Source extract:
= Beginning of Section =
Here is a look at some of the rules, comments, and discussion that went into the final rulemaking:
What is an illegal taxation of gaming revenue and what is not? Draft Final Rule 293.19 addresses taxation by saying that IGRA already outlines what is a legal taxation and what is not: “The inclusion of provisions addressing the Tribe’s taxation of other activities may be considered evidence of a violation of IGRA.”
May compact provisions address standards for the operation of gaming activity and maintenance of the gaming facility? Rule 293.21 clears up this question by defining what a gaming facility is, using the phrase “within gaming space” to limit the area in question. It goes on to say if a compact requires a tribe to accept standards equivalent to those of the state around maintenance, and that both parties must be able to show that the standards are related to and necessary for the licensing and regulation of gaming. Newland explained that the use of the phrase “gaming space” keeps the area in question as small as possible.
What may be included in a compact? Rule 293.23 makes clear that only issues directly related to gaming can be included in a compact. Newland wrote that the DOI has long used the “direct connection test” with regard to what can be in a compact, and the rule codifies that practice. As noted in the foreword to the draft final rules, Newland suggested that states “test the limits” of IGRA. Going forward, states will not be able to include issues like tobacco law or drivers license istration in their compacts. The document must be strictly limited to issues directly related to offering gaming.
May a compact or amendment include provisions addressing the rights of employees? Draft Final Rule 293.24 was an addition that did not appear in the proposed rules. It essentially allows for labor unionization and reads, “Notwithstanding Sec. 293.23(c)(8) above, a compact or amendment may include provisions or procedures addressing the organizational and representational rights of employees, including service or hospitality workers, where such provisions or procedures are ‘directly related’ to the operation of gaming activities as articulated by the Ninth Circuit in Chicken Ranch Rancheria of Me- Wuk Indians v. California, 42 F.4th 1024, 1035-1040 & n.2 (citing Coyote Valley Band of Pomo Indians v. California (In re Indian Gaming Related Cases Chemehuevi Indian Tribe), 331 F.3d 1094, 1116 (9th Cir. 2003)). The Department notes that this provision codifies case law that a compact may include provisions addressing organizational and representational rights of employees.”
May a compact or amendment permit a tribe to engage in any form of Class III gaming activity? In the final analysis, Newland decided to delete proposed draft final Rule 293.27. It contained language which read that if a state “allows any form of Class III gaming, then the State is regulating all forms of Class III gaming.” One of the lawyers familiar with the document told Sports Handle that the language has been “misconstrued” to mean if a state offers any kind of Class III gaming, then it must compact for all Class III gaming, which is not what the “proposed rule said or what the case law said,” and that the decision to eliminate the regulation is “politically expedient.” By deleting the proposed rule, the decision of how to proceed falls to the tribes and the states to work out at the negotiation table.
May any other contract besides a compact regulation Indian gaming? Rule 293.29 clarifies that IGRA limits what can be handled in a compact and that issues like a tribe’s use and “enjoyment” of its land or agreements with local governments should not be part of a compact.
However the new rules are viewed, they will serve as clear guidance in compact negotiations going forward, and, a source said, should be a “tremendous help” to tribes in the future “as a source of authority to try to back the state off of overreaching provisions.”
= End of Section =
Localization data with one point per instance
= Beginning of Section =
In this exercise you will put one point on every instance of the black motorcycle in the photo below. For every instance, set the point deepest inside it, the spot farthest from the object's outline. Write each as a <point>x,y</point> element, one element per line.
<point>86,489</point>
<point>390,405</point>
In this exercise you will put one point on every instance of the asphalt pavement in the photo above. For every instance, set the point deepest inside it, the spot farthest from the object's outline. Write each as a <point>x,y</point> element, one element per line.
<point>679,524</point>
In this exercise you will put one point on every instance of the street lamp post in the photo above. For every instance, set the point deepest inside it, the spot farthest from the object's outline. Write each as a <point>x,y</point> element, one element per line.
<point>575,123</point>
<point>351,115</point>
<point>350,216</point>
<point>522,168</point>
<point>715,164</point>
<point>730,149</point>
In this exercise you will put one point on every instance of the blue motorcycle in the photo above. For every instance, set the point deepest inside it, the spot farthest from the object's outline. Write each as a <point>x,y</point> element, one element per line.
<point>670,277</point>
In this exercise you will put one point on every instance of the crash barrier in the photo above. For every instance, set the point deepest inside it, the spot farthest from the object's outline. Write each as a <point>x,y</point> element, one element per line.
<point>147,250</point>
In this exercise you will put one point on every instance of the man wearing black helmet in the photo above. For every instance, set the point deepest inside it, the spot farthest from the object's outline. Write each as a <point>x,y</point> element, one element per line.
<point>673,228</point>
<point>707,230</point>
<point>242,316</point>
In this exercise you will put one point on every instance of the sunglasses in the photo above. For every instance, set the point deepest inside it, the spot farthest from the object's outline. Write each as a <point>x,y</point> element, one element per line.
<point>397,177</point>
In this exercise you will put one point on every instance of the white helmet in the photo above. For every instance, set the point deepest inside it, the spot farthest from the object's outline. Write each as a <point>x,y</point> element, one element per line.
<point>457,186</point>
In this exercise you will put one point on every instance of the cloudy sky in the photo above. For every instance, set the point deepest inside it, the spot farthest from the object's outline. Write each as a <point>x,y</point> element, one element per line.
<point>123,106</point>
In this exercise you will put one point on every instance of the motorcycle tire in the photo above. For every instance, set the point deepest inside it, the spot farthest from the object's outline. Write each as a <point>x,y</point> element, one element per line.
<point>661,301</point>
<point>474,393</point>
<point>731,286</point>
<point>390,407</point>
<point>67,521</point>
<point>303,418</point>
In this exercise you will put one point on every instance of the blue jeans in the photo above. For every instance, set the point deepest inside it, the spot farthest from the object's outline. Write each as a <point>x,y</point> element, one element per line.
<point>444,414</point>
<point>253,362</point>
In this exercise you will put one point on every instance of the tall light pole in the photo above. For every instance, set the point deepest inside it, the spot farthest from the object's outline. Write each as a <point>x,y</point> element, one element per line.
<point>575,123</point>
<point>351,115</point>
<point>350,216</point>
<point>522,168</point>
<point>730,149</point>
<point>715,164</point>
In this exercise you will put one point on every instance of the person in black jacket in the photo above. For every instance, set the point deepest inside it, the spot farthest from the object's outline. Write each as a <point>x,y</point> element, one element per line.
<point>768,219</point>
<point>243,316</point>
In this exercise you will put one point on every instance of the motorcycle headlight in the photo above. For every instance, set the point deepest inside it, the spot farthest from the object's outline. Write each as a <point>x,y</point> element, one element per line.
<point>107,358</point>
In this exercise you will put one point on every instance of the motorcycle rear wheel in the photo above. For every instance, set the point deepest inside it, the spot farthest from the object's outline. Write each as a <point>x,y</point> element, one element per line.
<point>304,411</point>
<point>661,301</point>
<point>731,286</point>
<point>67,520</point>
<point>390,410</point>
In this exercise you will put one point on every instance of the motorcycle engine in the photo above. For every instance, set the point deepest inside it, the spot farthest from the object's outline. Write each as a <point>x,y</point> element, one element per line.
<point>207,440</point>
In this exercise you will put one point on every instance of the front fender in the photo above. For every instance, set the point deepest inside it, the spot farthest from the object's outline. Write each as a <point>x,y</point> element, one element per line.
= End of Section =
Exercise A: According to the compact rules article, which draft final rule addressing employee rights did not appear in the proposed rules?
Exercise B: Reproduce the passage of the compact rules article starting at "What may be" and ending at "to offering gaming.".

Task answer A: Draft Final Rule 293.24

Task answer B:
What may be included in a compact? Rule 293.23 makes clear that only issues directly related to gaming can be included in a compact. Newland wrote that the DOI has long used the “direct connection test” with regard to what can be in a compact, and the rule codifies that practice. As noted in the foreword to the draft final rules, Newland suggested that states “test the limits” of IGRA. Going forward, states will not be able to include issues like tobacco law or drivers license istration in their compacts. The document must be strictly limited to issues directly related to offering gaming.